Task prompt
Retype the part of the polish forum thread below from "## The-Patriot (May" up to and including "some advice please!?", changing nothing.

## Start Source extract

# Scholl or Menzerna??



## The-Patriot (May 3, 2013)

Hi,

Im looking at investing in some new polish. Ive always used Sonus and fancy a change (hopefully for the better!!) Ive been looking at Scholl or Menzerna and wanted some advice please!?
My choices are as follows;

1 - Scholl - S3 Gold, S17+ and S40

2 - Menzerna - Fast Gloss FG400, Power Finish PF2300 (PO85RD 3.02), Menzerna Super Finish (PO 106 FA) or Menzerna Final Finish PO85RD.

Which option does everyone think or if there is a combo of the 2 you would reccomend im all ears! :thumb:

Cheers

Chris


----------



## -Raven- (Aug 26, 2010)

Neither. Try some new school SMAT polish! Much easier to work with and clean up on all paint types. You don't have to 'break them down', and just work them as much or as little as you want. The finish you get from the SMAT compounds is phenominal too, let alone the finishing polishes!

For specific examples, Try Meguiars Ultimate Compound and 205 to start with. :thumb:


----------



## sm81 (May 14, 2011)

## End Source extract
## Start Record excerpts

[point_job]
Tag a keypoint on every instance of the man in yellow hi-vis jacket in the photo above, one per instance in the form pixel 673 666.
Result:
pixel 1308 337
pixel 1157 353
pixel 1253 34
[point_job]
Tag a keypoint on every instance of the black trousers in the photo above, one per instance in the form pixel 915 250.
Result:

## End Record excerpts

Worked solution
## The-Patriot (May 3, 2013)

Hi,

Im looking at investing in some new polish. Ive always used Sonus and fancy a change (hopefully for the better!!) Ive been looking at Scholl or Menzerna and wanted some advice please!?